BRIEF: Turn the lines below into a Markdown table with two columns, "No." for the row number and "Line" for the line itself, and leave out any blank lines.

··· EXTRACTED DATA ···

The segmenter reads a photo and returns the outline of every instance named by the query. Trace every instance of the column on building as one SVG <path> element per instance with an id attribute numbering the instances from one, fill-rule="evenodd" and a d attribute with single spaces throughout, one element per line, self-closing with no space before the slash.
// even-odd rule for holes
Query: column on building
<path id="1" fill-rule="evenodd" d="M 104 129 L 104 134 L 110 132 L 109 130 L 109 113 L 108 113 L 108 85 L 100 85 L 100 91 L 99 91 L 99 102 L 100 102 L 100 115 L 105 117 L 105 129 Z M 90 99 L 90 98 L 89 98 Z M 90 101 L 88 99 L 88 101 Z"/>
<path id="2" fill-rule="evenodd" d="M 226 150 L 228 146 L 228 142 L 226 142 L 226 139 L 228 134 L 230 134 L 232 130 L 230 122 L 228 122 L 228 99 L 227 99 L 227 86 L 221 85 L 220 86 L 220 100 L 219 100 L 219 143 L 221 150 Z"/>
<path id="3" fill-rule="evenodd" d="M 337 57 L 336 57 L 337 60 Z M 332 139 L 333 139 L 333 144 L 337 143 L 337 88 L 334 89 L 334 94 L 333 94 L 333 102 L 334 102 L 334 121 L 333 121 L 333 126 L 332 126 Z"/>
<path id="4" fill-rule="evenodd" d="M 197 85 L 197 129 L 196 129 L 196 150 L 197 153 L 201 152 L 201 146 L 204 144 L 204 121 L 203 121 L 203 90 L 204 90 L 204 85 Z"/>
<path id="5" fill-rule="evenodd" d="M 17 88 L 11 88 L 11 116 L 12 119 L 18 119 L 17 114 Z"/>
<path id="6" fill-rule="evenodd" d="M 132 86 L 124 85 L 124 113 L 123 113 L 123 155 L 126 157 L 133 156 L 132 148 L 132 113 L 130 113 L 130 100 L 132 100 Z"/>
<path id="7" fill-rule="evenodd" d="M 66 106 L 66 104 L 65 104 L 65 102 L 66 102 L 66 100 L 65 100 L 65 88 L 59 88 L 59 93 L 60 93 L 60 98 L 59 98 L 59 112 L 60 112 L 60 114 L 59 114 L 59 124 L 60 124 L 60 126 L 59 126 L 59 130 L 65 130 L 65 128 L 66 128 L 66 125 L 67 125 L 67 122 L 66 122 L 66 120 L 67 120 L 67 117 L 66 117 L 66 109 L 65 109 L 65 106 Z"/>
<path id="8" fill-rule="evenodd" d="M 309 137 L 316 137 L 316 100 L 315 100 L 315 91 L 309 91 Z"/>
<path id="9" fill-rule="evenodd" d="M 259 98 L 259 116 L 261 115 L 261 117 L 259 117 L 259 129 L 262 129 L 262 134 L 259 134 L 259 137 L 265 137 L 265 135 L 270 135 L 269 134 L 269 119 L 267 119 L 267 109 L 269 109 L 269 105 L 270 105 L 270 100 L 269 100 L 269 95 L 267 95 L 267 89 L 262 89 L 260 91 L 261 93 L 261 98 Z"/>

···

SOLUTION FOR THIS PROBLEM:
| No. | Line |
|---|---|
| 1 | The segmenter reads a photo and returns the outline of every instance named by the query. Trace every instance of the column on building as one SVG <path> element per instance with an id attribute numbering the instances from one, fill-rule="evenodd" and a d attribute with single spaces throughout, one element per line, self-closing with no space before the slash. |
| 2 | // even-odd rule for holes |
| 3 | Query: column on building |
| 4 | <path id="1" fill-rule="evenodd" d="M 104 129 L 104 134 L 110 132 L 109 130 L 109 113 L 108 113 L 108 85 L 100 85 L 100 91 L 99 91 L 99 102 L 100 102 L 100 115 L 105 117 L 105 129 Z M 90 99 L 90 98 L 89 98 Z M 90 101 L 88 99 L 88 101 Z"/> |
| 5 | <path id="2" fill-rule="evenodd" d="M 226 150 L 228 146 L 228 142 L 226 142 L 226 139 L 228 134 L 230 134 L 232 130 L 230 122 L 228 122 L 228 99 L 227 99 L 227 86 L 221 85 L 220 86 L 220 100 L 219 100 L 219 143 L 221 150 Z"/> |
| 6 | <path id="3" fill-rule="evenodd" d="M 337 57 L 336 57 L 337 60 Z M 332 139 L 333 139 L 333 144 L 337 143 L 337 88 L 334 89 L 334 94 L 333 94 L 333 102 L 334 102 L 334 121 L 333 121 L 333 126 L 332 126 Z"/> |
| 7 | <path id="4" fill-rule="evenodd" d="M 197 85 L 197 129 L 196 129 L 196 150 L 197 153 L 201 152 L 201 146 L 204 144 L 204 121 L 203 121 L 203 90 L 204 90 L 204 85 Z"/> |
| 8 | <path id="5" fill-rule="evenodd" d="M 17 88 L 11 88 L 11 116 L 12 119 L 18 119 L 17 114 Z"/> |
| 9 | <path id="6" fill-rule="evenodd" d="M 132 86 L 124 85 L 124 113 L 123 113 L 123 155 L 126 157 L 133 156 L 132 148 L 132 113 L 130 113 L 130 100 L 132 100 Z"/> |
| 10 | <path id="7" fill-rule="evenodd" d="M 66 106 L 66 104 L 65 104 L 65 102 L 66 102 L 66 100 L 65 100 L 65 88 L 59 88 L 59 93 L 60 93 L 60 98 L 59 98 L 59 112 L 60 112 L 60 114 L 59 114 L 59 124 L 60 124 L 60 126 L 59 126 L 59 130 L 65 130 L 65 128 L 66 128 L 66 125 L 67 125 L 67 122 L 66 122 L 66 120 L 67 120 L 67 117 L 66 117 L 66 109 L 65 109 L 65 106 Z"/> |
| 11 | <path id="8" fill-rule="evenodd" d="M 309 137 L 316 137 L 316 100 L 315 100 L 315 91 L 309 91 Z"/> |
| 12 | <path id="9" fill-rule="evenodd" d="M 259 98 L 259 116 L 261 115 L 261 117 L 259 117 L 259 129 L 262 129 L 262 134 L 259 134 L 259 137 L 265 137 L 265 135 L 270 135 L 269 134 L 269 119 L 267 119 L 267 109 L 269 109 L 269 105 L 270 105 L 270 100 L 269 100 L 269 95 L 267 95 L 267 89 L 262 89 L 260 91 L 261 93 L 261 98 Z"/> |